■ **Work order 1**: Translate into Spanish this sentence from the article on physician credentialing costs: "The cheapest invoice is rarely the lowest total cost."
■ **Work order 2**: Reproduce the article on physician credentialing costs word for word, from "Hospitals lose more" to "difference in price.".

The True Cost of Physician Credentialing (and How to Cut It)

When practices ask what credentialing costs, they usually mean the invoice from a credentialing vendor. But the price you pay a vendor is only one line in a much bigger equation. The real cost of credentialing includes the staff hours it consumes, the revenue lost while providers wait, and the difference between doing it in-house and handing it off. Add those up and the sticker price stops being the most important number.

Here is how to think about the true cost of physician credentialing, and where the money actually goes.

The Direct Cost: What You Pay

Start with the obvious line item. Credentialing services are typically priced one of two ways: a monthly software subscription, or a per-provider fee.

Software subscriptions give your team a platform to manage the work themselves. Per-provider pricing, common in full-service models, covers the actual labor of preparing, submitting, and following up on applications. Accel Health, for example, prices per provider, from $1,500 to $2,000 depending on volume, with up to 10 payer enrollments included and no extra charge for payer application mapping.

But comparing vendors on this number alone is a mistake, because the two models are not buying you the same thing. A cheaper subscription that leaves the work on your team is not cheaper if your team does not have the hours.

The Hidden Cost: Staff Time

This is the cost most practices never calculate. Credentialing is labor-intensive, and that labor has to come from somewhere.

Across the industry, organizations spend roughly $2.1 billion a year on credentialing activities, and a large share of that is staff time: chasing documents, making verification calls, logging into payer portals, and following up on applications that have stalled. If a credentialing coordinator spends hours per provider on work that software and a dedicated team could absorb, that is real money, whether or not it shows up on a credentialing invoice.

The question to ask is not just what does the vendor charge, but how many of my staff hours does this actually save? A tool that organizes the work but does not do it leaves the expensive part, the labor, exactly where it was.

The Biggest Cost: Lost Revenue

The largest cost of credentialing is usually the one that never appears on any invoice: the revenue a provider cannot generate while they wait.

Hospitals lose more than $50,000 in revenue per delayed physician. Industry-wide, credentialing delays account for an estimated $50 million to $100 million in lost revenue each year. A provider who could be billing but is stuck in credentialing limbo is pure cost: salary and overhead going out, nothing coming in.

This is why a faster, cleaner process is worth more than a cheaper one. If paying slightly more gets a provider billing 30 days sooner, the recovered revenue dwarfs the difference in price.

In-House vs. Outsourced

So should you credential in-house or outsource it? The honest answer is that it depends on your volume and your staffing.

Credentialing in-house can make sense if you have an experienced, well-staffed credentialing team and just need better software to manage the process. You keep full control, and your marginal cost per provider is mostly the staff time you already pay for.

Outsourcing to a full-service model makes sense when credentialing is a bottleneck, when your team does not have the hours, or when you are scaling provider count faster than you can hire credentialing staff. You trade a per-provider fee for the labor, the follow-up, and the expertise, and you free your team to focus on patients instead of payer portals.

Neither is universally cheaper. The right answer is whichever one lowers your total cost, vendor fee plus staff time plus lost revenue, not just the line item that is easiest to see.

How to Calculate Your True Cost

To compare options honestly, add up three numbers:

  • The vendor fee, whether subscription or per-provider
  • The staff hours credentialing consumes, multiplied by your loaded labor cost
  • The revenue lost to delays, based on how long providers wait before they can bill

A solution that costs more on the first line but slashes the second and third is almost always the better deal. The cheapest invoice is rarely the lowest total cost.

■ **Raw data**:
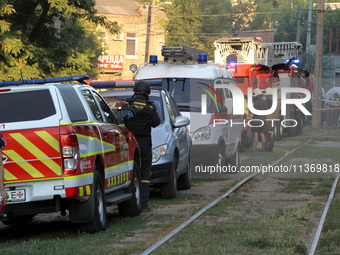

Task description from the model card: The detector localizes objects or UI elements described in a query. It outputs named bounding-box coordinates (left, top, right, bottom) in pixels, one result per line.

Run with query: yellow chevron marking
left=10, top=133, right=61, bottom=175
left=79, top=187, right=84, bottom=197
left=6, top=150, right=45, bottom=180
left=86, top=185, right=91, bottom=196
left=34, top=131, right=59, bottom=152
left=5, top=168, right=18, bottom=181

■ **Written solution 1**: La factura más barata rara vez es el costo total más bajo.

■ **Written solution 2**:
Hospitals lose more than $50,000 in revenue per delayed physician. Industry-wide, credentialing delays account for an estimated $50 million to $100 million in lost revenue each year. A provider who could be billing but is stuck in credentialing limbo is pure cost: salary and overhead going out, nothing coming in.

This is why a faster, cleaner process is worth more than a cheaper one. If paying slightly more gets a provider billing 30 days sooner, the recovered revenue dwarfs the difference in price.